WRITTEN REQUEST:
Repeat exactly, and only, the lines from the one containing "Mark each instance of the car shadow" through the end of the records.

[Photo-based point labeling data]
┄┄┄┄┄┄┄┄┄┄

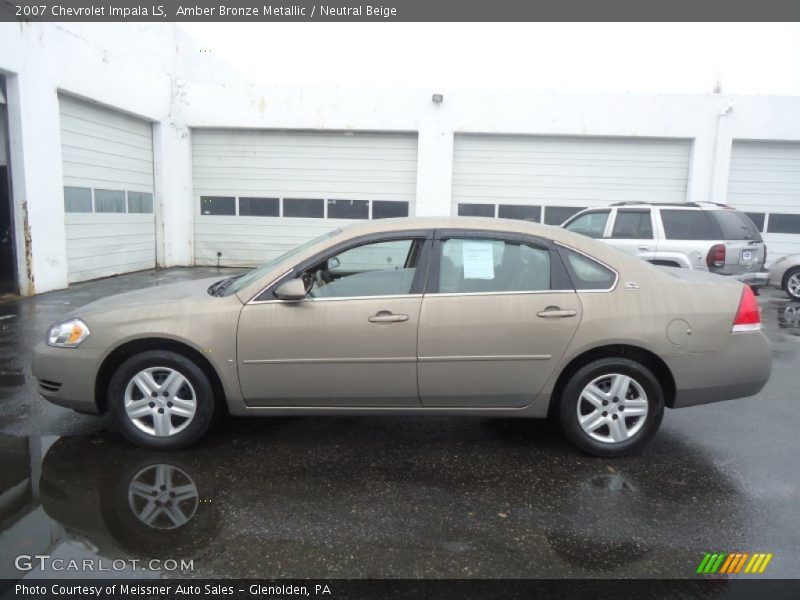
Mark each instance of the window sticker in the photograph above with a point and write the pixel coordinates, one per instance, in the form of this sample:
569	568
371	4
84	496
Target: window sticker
478	260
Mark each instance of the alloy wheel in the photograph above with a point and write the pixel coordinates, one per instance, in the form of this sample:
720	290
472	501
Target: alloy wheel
160	401
612	408
793	285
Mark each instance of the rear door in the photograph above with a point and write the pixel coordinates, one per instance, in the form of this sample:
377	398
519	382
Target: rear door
498	314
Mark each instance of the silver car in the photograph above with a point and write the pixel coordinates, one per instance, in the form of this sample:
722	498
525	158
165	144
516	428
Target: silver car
694	235
446	316
785	274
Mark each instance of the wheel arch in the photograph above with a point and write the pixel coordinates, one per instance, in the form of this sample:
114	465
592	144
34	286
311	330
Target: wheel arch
629	351
130	348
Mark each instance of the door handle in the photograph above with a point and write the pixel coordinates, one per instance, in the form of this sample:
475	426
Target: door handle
554	312
384	316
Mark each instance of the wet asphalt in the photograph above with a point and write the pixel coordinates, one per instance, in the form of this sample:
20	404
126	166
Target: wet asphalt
398	497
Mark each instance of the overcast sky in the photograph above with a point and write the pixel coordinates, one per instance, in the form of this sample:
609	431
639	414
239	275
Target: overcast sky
636	57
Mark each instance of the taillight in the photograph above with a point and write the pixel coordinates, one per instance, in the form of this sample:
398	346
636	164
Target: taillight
748	317
716	256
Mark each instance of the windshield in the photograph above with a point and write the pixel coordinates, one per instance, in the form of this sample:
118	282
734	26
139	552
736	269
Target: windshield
251	276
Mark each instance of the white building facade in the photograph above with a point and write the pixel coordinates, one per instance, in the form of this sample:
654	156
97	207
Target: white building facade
126	148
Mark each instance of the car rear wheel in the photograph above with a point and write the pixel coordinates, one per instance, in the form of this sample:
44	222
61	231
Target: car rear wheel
611	407
161	400
791	283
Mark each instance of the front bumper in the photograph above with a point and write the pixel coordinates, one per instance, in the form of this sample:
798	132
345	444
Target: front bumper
66	376
740	369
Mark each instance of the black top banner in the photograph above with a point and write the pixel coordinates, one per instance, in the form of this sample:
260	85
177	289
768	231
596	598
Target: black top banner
399	10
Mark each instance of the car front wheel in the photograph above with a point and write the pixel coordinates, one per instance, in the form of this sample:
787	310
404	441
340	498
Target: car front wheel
161	400
791	283
611	407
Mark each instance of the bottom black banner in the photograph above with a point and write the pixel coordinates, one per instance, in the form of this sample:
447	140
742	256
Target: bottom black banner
439	589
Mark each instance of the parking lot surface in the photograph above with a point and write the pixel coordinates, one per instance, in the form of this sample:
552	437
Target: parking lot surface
392	496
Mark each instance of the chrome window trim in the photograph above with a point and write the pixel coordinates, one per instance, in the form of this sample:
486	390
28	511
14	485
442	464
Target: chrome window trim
598	261
337	299
514	293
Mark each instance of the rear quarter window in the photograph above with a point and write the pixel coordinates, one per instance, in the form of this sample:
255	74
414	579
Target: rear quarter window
680	224
736	225
586	273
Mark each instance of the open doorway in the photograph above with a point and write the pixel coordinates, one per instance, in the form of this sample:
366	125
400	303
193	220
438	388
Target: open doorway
8	271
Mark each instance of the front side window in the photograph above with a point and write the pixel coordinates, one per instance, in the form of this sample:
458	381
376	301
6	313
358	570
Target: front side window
486	265
633	225
384	268
591	224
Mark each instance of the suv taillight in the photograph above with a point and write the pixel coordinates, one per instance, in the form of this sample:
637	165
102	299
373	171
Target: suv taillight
716	256
748	317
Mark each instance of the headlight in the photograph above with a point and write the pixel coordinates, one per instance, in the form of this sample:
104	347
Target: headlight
68	334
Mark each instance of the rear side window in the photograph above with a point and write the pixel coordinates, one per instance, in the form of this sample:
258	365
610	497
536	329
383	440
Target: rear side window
586	273
591	224
689	225
633	225
735	225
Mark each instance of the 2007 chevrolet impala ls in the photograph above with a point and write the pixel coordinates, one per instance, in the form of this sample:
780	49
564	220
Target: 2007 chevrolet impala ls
461	316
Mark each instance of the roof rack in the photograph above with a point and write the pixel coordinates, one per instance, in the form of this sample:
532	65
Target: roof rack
692	204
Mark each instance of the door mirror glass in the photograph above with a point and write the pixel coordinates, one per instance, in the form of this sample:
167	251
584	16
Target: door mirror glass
292	290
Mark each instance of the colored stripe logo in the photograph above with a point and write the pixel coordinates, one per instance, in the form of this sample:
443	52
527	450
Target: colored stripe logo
733	563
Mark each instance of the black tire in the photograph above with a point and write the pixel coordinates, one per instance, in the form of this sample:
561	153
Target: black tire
570	397
206	406
789	273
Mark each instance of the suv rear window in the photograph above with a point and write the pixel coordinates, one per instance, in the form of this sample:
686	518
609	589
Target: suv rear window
682	224
736	225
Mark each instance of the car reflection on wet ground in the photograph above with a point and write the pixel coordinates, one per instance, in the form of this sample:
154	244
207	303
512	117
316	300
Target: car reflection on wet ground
397	497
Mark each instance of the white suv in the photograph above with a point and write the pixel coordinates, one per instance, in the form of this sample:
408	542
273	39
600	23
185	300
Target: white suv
693	235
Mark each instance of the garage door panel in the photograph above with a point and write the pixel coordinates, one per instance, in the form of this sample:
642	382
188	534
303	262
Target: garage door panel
288	165
764	176
568	171
106	150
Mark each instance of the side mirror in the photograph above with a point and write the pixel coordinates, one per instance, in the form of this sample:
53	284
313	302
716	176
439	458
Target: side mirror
292	290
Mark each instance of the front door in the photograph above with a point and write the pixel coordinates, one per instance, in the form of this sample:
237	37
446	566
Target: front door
498	318
351	342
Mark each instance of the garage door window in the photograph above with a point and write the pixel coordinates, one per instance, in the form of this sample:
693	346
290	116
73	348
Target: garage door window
140	202
308	208
109	201
77	199
556	215
378	269
348	209
523	212
591	224
491	266
259	207
388	209
217	205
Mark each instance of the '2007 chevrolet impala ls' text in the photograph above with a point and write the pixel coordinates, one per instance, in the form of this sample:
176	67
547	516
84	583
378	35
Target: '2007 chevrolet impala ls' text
460	316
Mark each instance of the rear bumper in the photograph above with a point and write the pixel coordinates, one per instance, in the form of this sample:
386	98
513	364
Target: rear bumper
741	369
755	278
66	376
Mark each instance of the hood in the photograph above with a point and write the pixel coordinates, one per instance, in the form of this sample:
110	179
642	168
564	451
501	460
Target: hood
151	296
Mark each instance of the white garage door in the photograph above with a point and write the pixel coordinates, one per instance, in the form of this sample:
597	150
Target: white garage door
108	191
550	178
258	193
764	181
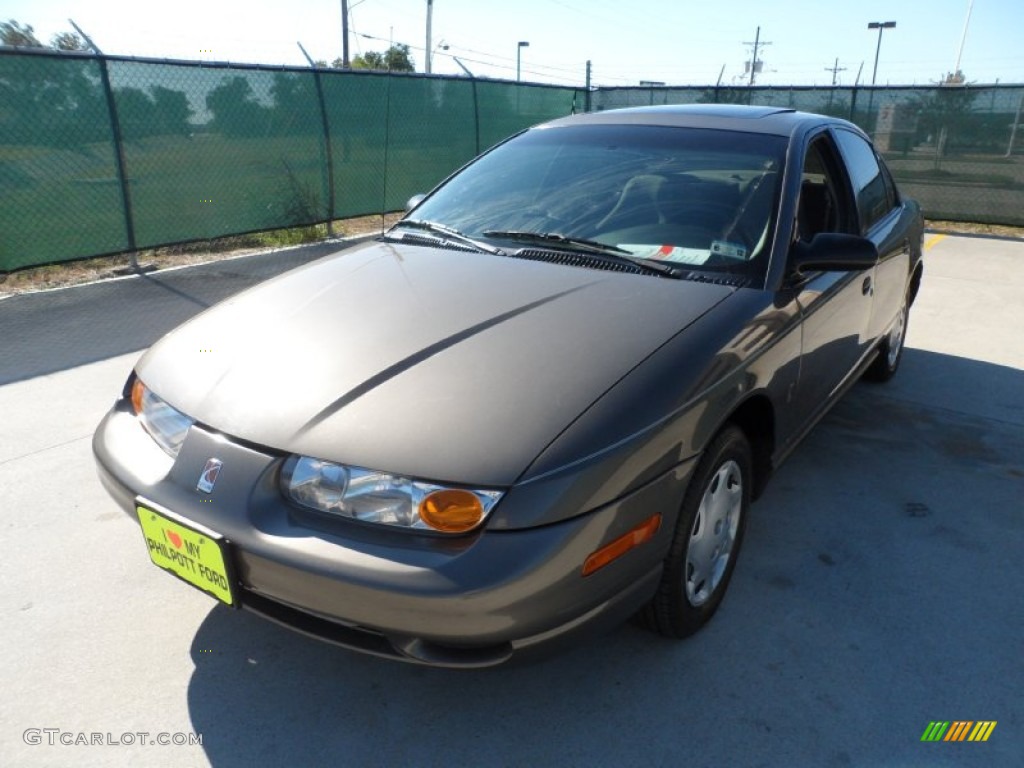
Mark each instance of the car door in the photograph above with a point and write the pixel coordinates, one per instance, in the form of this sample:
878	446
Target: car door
836	306
881	221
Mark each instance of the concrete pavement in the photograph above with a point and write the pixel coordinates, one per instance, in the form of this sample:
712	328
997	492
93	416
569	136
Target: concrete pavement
879	588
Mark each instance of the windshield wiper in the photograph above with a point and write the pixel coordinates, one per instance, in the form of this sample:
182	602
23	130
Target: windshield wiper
448	232
582	244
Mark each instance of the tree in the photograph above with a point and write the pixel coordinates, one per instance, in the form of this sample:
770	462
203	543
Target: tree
67	41
14	34
395	58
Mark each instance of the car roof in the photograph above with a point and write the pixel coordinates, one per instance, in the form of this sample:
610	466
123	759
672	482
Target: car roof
772	120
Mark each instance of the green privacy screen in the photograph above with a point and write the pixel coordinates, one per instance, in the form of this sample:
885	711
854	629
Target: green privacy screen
107	155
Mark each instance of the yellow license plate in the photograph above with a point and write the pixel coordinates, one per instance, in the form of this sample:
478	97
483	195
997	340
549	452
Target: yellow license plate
193	556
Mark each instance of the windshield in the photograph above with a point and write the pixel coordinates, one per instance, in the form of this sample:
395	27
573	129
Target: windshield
694	198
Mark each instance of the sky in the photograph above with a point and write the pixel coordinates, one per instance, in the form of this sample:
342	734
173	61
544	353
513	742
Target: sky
679	42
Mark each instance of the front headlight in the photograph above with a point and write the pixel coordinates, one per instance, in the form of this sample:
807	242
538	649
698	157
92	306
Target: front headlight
166	425
383	498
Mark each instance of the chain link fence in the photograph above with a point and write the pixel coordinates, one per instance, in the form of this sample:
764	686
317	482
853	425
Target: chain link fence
103	155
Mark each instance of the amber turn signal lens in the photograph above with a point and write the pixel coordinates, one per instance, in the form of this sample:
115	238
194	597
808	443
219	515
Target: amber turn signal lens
642	532
137	392
452	510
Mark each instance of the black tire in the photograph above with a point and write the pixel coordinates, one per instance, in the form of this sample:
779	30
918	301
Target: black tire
683	602
890	350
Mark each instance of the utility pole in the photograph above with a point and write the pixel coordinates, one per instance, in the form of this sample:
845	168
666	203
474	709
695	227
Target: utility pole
881	27
835	70
344	35
754	59
586	102
960	51
430	13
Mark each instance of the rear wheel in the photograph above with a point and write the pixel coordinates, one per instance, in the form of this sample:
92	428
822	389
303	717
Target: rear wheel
707	540
891	350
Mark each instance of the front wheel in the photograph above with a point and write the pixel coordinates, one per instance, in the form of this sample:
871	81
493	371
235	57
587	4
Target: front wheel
707	540
891	350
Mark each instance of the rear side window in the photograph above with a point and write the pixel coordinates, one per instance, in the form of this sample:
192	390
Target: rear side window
875	197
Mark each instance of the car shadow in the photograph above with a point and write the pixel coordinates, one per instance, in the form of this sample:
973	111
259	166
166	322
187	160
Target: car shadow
879	556
56	330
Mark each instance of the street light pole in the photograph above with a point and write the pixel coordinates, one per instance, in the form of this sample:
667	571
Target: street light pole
518	58
881	27
430	13
344	34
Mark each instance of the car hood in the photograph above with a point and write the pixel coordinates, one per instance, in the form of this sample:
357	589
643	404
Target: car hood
437	364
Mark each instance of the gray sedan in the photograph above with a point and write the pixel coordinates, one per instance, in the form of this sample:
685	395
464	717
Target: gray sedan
542	402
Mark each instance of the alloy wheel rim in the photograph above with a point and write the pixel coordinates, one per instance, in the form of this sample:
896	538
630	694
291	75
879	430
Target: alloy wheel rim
713	538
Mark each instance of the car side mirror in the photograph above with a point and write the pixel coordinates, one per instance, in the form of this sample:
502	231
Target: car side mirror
834	252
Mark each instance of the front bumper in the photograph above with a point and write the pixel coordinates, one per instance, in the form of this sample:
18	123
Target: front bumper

┄┄┄┄┄┄┄┄┄┄

RESPONSE TO THE TASK:
Mark each instance of the car shadow in the photograph above with a point and write the pixel coordinates, one per instance, in the form of this sample:
973	111
259	166
166	322
187	160
Target: car shadow
879	556
56	330
Mark each instance of the street light pole in the photograph above with a point and write the pixel coordinates, one per instance, in the form of this sample:
667	571
Target: street light pole
518	58
881	27
430	13
344	34
Mark each instance of the car hood in the photograph above with a point and write the pixel coordinates, one per instance, in the form of this sample:
357	589
643	404
Target: car hood
437	364
Mark each instance of the gray sedan in the photograph above with a point and write the pixel coordinates, one per instance, in the form of this sample:
685	395
464	717
Target: gray sedan
542	402
Mark each instance of the alloy wheel rim in the photograph above with a point and write the pixel coordinates, one per instance, in the form of this sample:
896	538
630	694
291	75
879	430
Target: alloy wheel rim
713	538
Mark each instance of the car side mirror in the photograph above with a point and write the pixel coordinates, one per instance, in the form of this sample:
502	231
Target: car side mirror
834	252
Mark each instance of the front bumper in the photograph above with a point and write the pixel coordinates, one per instance, in the form of this sample:
18	123
Target: front bumper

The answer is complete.